begin Provided passage

Rajan Batta is an American operations research scientist, currently a SUNY Distinguished Professor at University at Buffalo. Batta earned his doctorate in Operations Research in 1984 from Massachusetts Institute of Technology and is a member of University at Buffalo faculty beginning in 1984. He also has had several administrative appointments, including Chair of the Department of Industrial and Systems Engineering, Interim Dean, and Associate Dean in various capacities of the School of Engineering and Applied Sciences (SEAS) at the University at Buffalo (UB).  Currently he serves in the role of Associate Dean for Faculty Affairs and Diversity.

Education 
Batta received his undergraduate degree with honors (BTech) in Mechanical engineering from the Indian Institute of Technology (IIT) Delhi, India in 1980 and his PhD degree in Operations Research in 1984 from the Department of Electrical Engineering and Computer Science Massachusetts Institute of Technology, Cambridge, Massachusetts, USA.

Research
Batta is a published author in various fields of operations research, applied operations research, military operations research, facility location, and transportation.

As an author
Batta has a total of 154 journal publications, including 8 in Operations Research; 3 in Management Science; 11 in Transportation Science; 2 in Interfaces, 21 in European Journal of Operational Research, 20 in Computers and Operations Research, 5 in IISE Transactions, 12 in Socio-Economic Planning Sciences, and 9 in Military Operations Research. Batta was listed in the top 50 "most productive and influential authors" in an article commemorating the 40th year of publication of European Journal of Operational Research (EJOR). He has published a total of 21 papers in EJOR during the journal's first 40 years. His most cited paper in EJOR is "Review of recent developments in OR/MS research in disaster operations management" published in 2013.  It is co-authored with his former PhD student Gina Galindo, who is now a faculty member at the university of del Norte, Baranquilla, Colombia.  This paper has a total of 680 citations according to Google Scholar.

end Provided passage

## [What the exercise asks]
According to the profile of Rajan Batta, how many of his journal publications appeared in Transportation Science?

begin Data lines

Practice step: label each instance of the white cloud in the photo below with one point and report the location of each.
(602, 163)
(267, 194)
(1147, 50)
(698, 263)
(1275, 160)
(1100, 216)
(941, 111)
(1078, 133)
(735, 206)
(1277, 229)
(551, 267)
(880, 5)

end Data lines
begin Data lines

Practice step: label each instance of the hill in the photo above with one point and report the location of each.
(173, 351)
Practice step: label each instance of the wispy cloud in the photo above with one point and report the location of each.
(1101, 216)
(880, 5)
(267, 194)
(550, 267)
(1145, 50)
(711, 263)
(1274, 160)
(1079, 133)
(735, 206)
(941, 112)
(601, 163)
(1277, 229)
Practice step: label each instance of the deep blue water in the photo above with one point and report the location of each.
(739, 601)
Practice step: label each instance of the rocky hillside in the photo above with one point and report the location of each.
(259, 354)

end Data lines
begin Data lines

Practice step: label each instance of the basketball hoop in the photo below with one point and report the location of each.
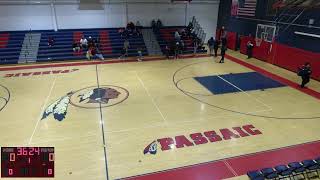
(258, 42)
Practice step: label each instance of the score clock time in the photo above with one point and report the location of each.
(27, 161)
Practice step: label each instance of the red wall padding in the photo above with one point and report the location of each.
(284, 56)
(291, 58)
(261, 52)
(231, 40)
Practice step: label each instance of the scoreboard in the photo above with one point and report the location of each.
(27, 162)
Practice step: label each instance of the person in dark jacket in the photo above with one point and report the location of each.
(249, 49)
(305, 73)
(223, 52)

end Data lines

## [Written response]
11